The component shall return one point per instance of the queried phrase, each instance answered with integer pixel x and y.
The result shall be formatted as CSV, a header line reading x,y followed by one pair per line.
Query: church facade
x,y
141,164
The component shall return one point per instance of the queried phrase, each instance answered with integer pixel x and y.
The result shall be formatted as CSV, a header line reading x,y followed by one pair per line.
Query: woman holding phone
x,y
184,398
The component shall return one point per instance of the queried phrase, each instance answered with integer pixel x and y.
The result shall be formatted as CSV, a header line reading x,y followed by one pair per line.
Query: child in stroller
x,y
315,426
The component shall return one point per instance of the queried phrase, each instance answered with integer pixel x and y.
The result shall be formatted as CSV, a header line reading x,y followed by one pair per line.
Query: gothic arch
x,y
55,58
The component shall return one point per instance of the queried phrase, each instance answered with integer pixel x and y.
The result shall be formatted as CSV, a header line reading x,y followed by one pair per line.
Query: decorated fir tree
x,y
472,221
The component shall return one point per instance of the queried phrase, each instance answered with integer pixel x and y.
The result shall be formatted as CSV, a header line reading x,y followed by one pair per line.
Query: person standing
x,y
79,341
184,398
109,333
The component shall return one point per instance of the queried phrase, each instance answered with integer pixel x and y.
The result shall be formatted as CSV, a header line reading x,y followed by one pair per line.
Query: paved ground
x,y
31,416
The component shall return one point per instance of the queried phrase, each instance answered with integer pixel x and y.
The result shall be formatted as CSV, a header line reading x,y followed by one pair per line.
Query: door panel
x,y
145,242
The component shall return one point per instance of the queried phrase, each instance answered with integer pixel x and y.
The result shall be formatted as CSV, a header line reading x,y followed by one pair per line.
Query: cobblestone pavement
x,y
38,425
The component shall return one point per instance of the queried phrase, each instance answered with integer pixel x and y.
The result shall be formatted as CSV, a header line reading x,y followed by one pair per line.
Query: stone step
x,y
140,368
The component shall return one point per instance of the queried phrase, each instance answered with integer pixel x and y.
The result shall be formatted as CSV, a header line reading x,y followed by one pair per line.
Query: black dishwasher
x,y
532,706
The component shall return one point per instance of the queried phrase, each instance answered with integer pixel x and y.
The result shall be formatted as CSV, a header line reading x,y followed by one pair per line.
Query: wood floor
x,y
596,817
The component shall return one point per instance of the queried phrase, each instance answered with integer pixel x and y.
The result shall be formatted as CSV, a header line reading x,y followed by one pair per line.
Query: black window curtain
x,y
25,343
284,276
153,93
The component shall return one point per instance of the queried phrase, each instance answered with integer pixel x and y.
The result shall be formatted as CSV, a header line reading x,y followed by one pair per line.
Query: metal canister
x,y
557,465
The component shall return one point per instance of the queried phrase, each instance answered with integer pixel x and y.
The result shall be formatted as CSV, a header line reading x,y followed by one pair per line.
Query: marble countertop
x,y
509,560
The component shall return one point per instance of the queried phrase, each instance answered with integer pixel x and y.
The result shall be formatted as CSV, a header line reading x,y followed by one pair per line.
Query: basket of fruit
____
→ Work required:
Return the material exactly as it stands.

→ Task answer:
The component shall return one point per instance of the queried phrase, each instance answered with integer pixel x and y.
The result shall be formatted as CSV, a header line reading x,y followed by one pair per line.
Query: church facade
x,y
141,164
The component shall return one point per instance of the queried phrase, each instance answered with integer pixel x and y.
The result shall be formatted as CSV, a header line reading x,y followed by one pair per line.
Query: woman holding phone
x,y
184,398
The component shall return one point per instance of the queried phrase, each instance answered with integer pixel x and y.
The result shall be formatted as CSV, a header line reading x,y followed by one pair per line.
Query: child in stroller
x,y
315,426
The component shall return one point per instance of the queried phrase, each instance answered with integer pixel x and y.
The result shall be formatted as CSV, a header line reading x,y followed by one pair per line.
Query: gothic arch
x,y
55,58
The component shall return one point per instance of the queried phrase, each instance answered with integer pixel x and y.
The result shall be formatted as CSV, a header line reading x,y followed by one pair per line.
Query: decorated fir tree
x,y
472,221
The component shall return one point per instance of the queried phrase, each instance answered with integer pixel x and y.
The result shall be formatted as CSV, a header line reading x,y followed by one pair per line.
Query: person standing
x,y
79,341
184,398
109,333
The component shall return one point per instance of the queried phrase, each instance answered with integer pixel x and y.
The result shall be formatted as CSV, a header line reading x,y followed by one pair per line.
Query: paved ground
x,y
31,416
The component shall return one point per instance of the queried phrase, each instance answered with integer pixel x and y.
The result shall be formatted as CSV, a header line reading x,y followed by one pair per line.
Query: door panel
x,y
145,242
The component shall return one point per instance of the queried phrase, each instance answered with integer pixel x and y.
The result shall be formatted as CSV, a header line reading x,y followed by one pair per line.
Query: cobblestone pavement
x,y
38,425
The component shall return one point per instance of the queried phrase, each instance answered with integer pixel x and y.
The result shall be formatted as CSV, a header line reading x,y followed by one pair per line.
Query: stone step
x,y
140,368
The component shall return one point per instance of the queried phrase, each instance answered with integer pixel x and y.
The result shall be formatted as CSV, a header line reading x,y followed by one pair per line.
Query: black dishwasher
x,y
532,706
The component shall return one point per instance of the queried phrase, each instance answered with integer pixel x and y.
The result shall be formatted as CSV, a header line reading x,y followed by one pair per line.
Query: wood floor
x,y
596,817
The component shall return one point per instance of the queried phrase, each instance answered with integer pixel x and y.
The result shall be formatted as CSV, a header line reading x,y followed by one pair per line.
Query: black window curtain
x,y
25,343
284,276
153,93
The component shall return one point per instance of the queried phrase, each instance answered with integer pixel x and y.
The result shall be formatted as CSV, a header line reading x,y followed by one pair per line.
Query: metal canister
x,y
557,465
The component shall return one point per instance of the queried phrase, each instance answered with integer pixel x and y.
The result shall be formatted as CSV, a header line reading x,y followed by one pair per line.
Query: marble countertop
x,y
509,560
The component shall return one point per instance of the queried phrase, each instance answered with integer pixel x and y.
The result shall be formatted as CSV, a header line reading x,y followed by one pair per line.
Query: basket of fruit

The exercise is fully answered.